─── Provided information

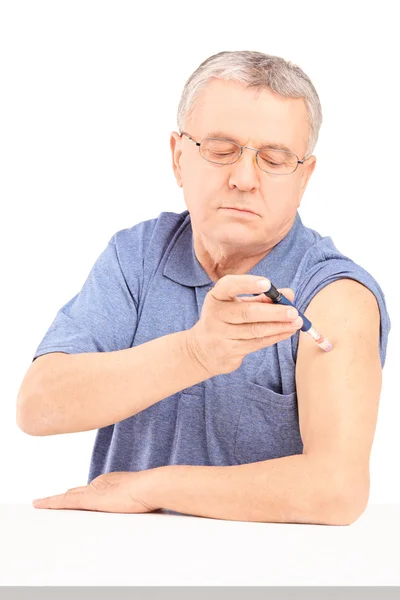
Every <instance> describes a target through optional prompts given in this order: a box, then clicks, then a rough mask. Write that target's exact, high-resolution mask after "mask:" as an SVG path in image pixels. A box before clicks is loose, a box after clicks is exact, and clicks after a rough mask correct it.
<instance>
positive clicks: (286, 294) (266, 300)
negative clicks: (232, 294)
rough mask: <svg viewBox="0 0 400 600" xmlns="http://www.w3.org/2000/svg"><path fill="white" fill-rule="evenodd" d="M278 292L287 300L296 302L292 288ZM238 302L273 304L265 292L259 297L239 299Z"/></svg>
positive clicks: (261, 292)
mask: <svg viewBox="0 0 400 600" xmlns="http://www.w3.org/2000/svg"><path fill="white" fill-rule="evenodd" d="M276 289H277V290H278V292H282V294H283V295H284V296H286V298H287V299H288V300H290V302H293V300H294V291H293V290H292V289H291V288H276ZM238 300H241V301H243V302H250V301H253V302H266V303H269V304H272V300H271V298H268V296H266V295H265V294H264V293H263V292H259V293H258V295H257V296H244V297H243V298H238Z"/></svg>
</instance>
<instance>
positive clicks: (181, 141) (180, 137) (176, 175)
mask: <svg viewBox="0 0 400 600" xmlns="http://www.w3.org/2000/svg"><path fill="white" fill-rule="evenodd" d="M181 143H182V138H181V137H180V135H179V134H178V133H176V131H172V132H171V138H170V147H171V152H172V168H173V171H174V175H175V179H176V181H177V183H178V185H179V187H182V186H183V183H182V174H181V166H180V163H179V159H180V156H181V154H182V149H181Z"/></svg>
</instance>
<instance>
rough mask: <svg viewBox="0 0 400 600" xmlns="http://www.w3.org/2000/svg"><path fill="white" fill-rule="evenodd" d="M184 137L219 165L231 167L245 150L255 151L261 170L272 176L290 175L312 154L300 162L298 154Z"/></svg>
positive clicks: (270, 149)
mask: <svg viewBox="0 0 400 600" xmlns="http://www.w3.org/2000/svg"><path fill="white" fill-rule="evenodd" d="M182 135H185V136H186V137H187V138H188V139H189V140H190V141H191V142H194V143H195V144H196V146H198V147H199V151H200V155H201V156H202V158H204V159H205V160H208V161H209V162H212V163H215V164H218V165H231V164H233V163H235V162H236V161H238V160H239V158H240V157H241V156H242V154H243V149H244V148H248V149H249V150H254V151H255V152H256V161H257V164H258V166H259V167H260V169H261V170H262V171H265V172H266V173H270V174H271V175H290V174H291V173H294V172H295V170H296V169H297V167H298V166H299V165H302V164H303V163H304V162H305V161H306V160H307V159H308V158H310V156H311V154H310V155H309V156H305V157H304V158H303V160H299V157H298V156H297V155H296V154H294V153H293V152H288V151H287V150H281V149H274V148H260V149H257V148H252V147H251V146H240V145H239V144H235V143H234V142H230V141H228V140H221V139H219V138H205V139H204V140H202V141H201V142H196V141H195V140H194V139H193V138H192V137H191V136H190V135H189V134H188V133H186V132H185V131H181V132H180V133H179V136H182Z"/></svg>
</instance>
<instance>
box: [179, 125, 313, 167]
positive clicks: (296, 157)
mask: <svg viewBox="0 0 400 600" xmlns="http://www.w3.org/2000/svg"><path fill="white" fill-rule="evenodd" d="M182 135H186V137H187V138H188V139H189V140H190V141H191V142H193V143H194V144H196V146H198V147H199V154H200V156H201V158H204V160H206V161H207V162H211V163H213V164H215V165H233V164H235V162H237V161H238V160H239V158H240V157H241V156H242V154H243V149H244V148H248V149H249V150H254V151H255V152H256V163H257V165H258V167H259V169H261V171H263V172H264V173H268V174H269V175H283V176H285V175H293V173H294V172H295V171H296V170H297V167H298V166H299V165H302V164H303V163H304V162H305V161H306V160H308V159H309V158H310V156H312V154H310V155H309V156H305V157H304V158H303V160H300V159H299V157H298V156H297V154H295V153H294V152H287V151H286V150H281V149H280V148H277V149H276V150H277V151H279V152H286V154H293V156H295V157H296V158H297V164H296V168H295V169H294V170H293V171H291V172H290V173H272V172H271V171H266V170H265V169H263V168H262V167H260V164H259V162H258V154H259V152H260V150H263V148H252V147H251V146H240V144H236V143H235V142H231V141H230V140H223V139H221V138H204V140H217V141H220V142H229V143H230V144H234V145H235V146H237V147H238V148H240V152H239V156H238V157H237V159H236V160H234V161H233V162H231V163H220V162H217V161H215V160H209V159H208V158H205V157H204V156H203V155H202V153H201V152H200V144H201V143H202V142H204V140H201V142H196V140H194V139H193V138H192V137H191V136H190V135H189V134H188V133H186V132H185V131H180V132H179V137H181V136H182Z"/></svg>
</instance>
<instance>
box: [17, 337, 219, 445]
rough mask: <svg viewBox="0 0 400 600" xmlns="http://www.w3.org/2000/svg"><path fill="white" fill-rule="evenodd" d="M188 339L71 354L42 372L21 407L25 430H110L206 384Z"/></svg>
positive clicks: (43, 432)
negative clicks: (198, 386)
mask: <svg viewBox="0 0 400 600" xmlns="http://www.w3.org/2000/svg"><path fill="white" fill-rule="evenodd" d="M185 334H186V331H180V332H177V333H173V334H170V335H166V336H162V337H159V338H157V339H154V340H151V341H149V342H146V343H144V344H141V345H140V346H135V347H133V348H128V349H125V350H118V351H115V352H89V353H84V354H70V355H68V356H67V357H66V359H65V360H61V361H59V362H58V361H55V362H54V366H53V365H52V366H51V367H50V366H49V365H46V368H43V370H42V372H41V370H40V369H38V371H37V373H38V374H37V382H36V383H35V385H33V384H32V386H31V387H32V388H33V389H35V390H36V393H35V394H33V395H32V396H31V397H30V398H28V399H27V400H22V404H21V407H20V411H21V414H22V416H21V420H22V421H23V422H24V423H25V424H26V430H27V431H28V432H29V433H32V434H33V435H53V434H58V433H72V432H77V431H87V430H91V429H97V428H100V427H105V426H107V425H110V424H112V423H117V422H118V421H122V420H123V419H126V418H128V417H131V416H132V415H134V414H136V413H138V412H140V411H142V410H144V409H145V408H147V407H148V406H150V405H152V404H154V403H155V402H158V401H160V400H162V399H164V398H167V397H168V396H170V395H172V394H175V393H176V392H178V391H180V390H182V389H184V388H186V387H190V386H192V385H195V384H196V383H199V382H200V381H204V380H205V379H207V378H208V377H209V375H207V374H206V372H205V371H203V370H202V368H201V366H200V365H199V364H196V363H195V362H194V361H193V359H192V358H191V357H190V355H189V354H188V352H187V346H186V336H185ZM63 359H64V357H63Z"/></svg>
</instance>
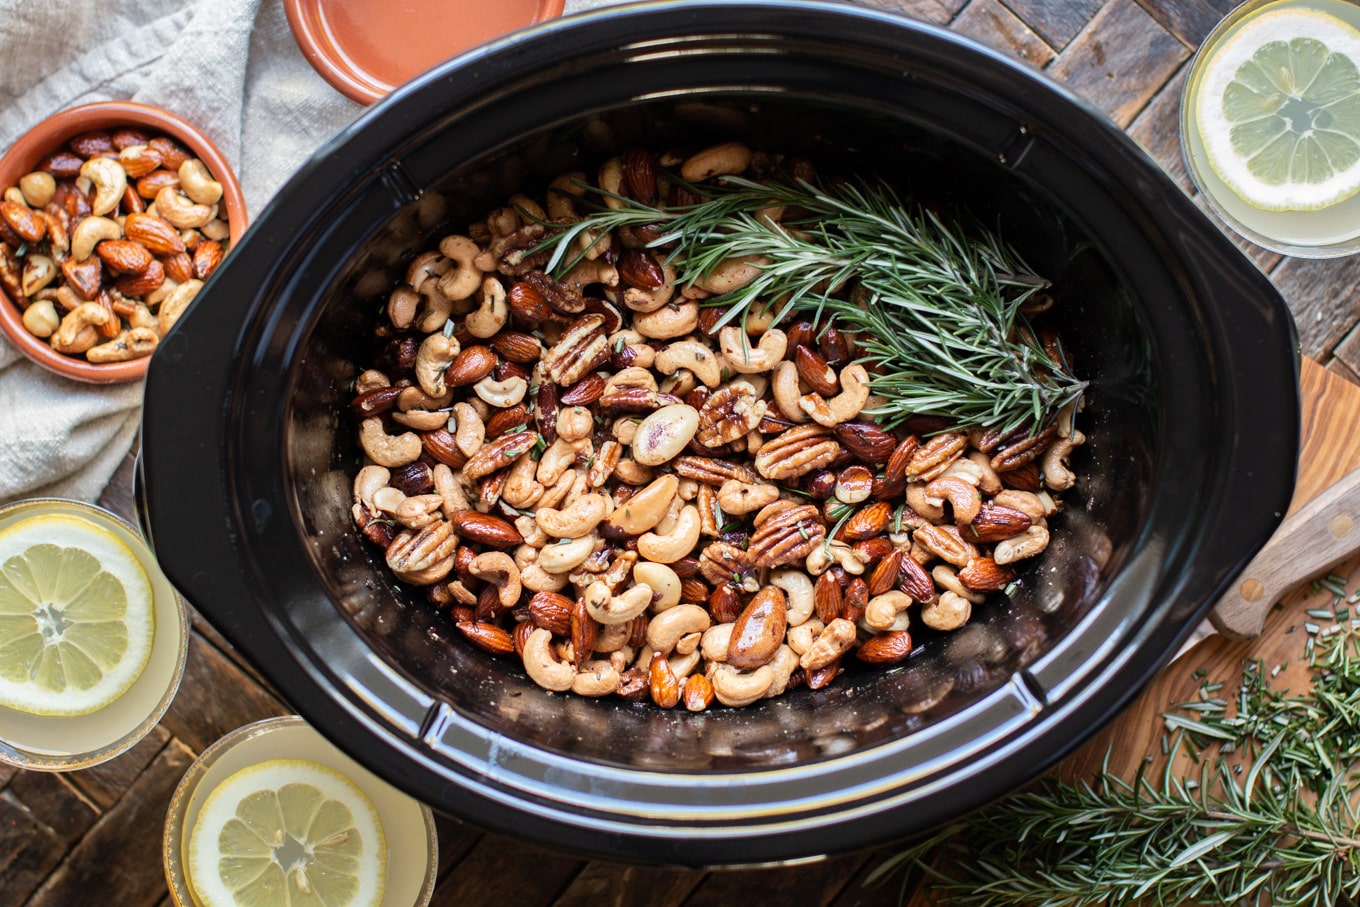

──────

With "rough" as the search word, count the matching lines in the records and give the number alone.

§ **Response box**
4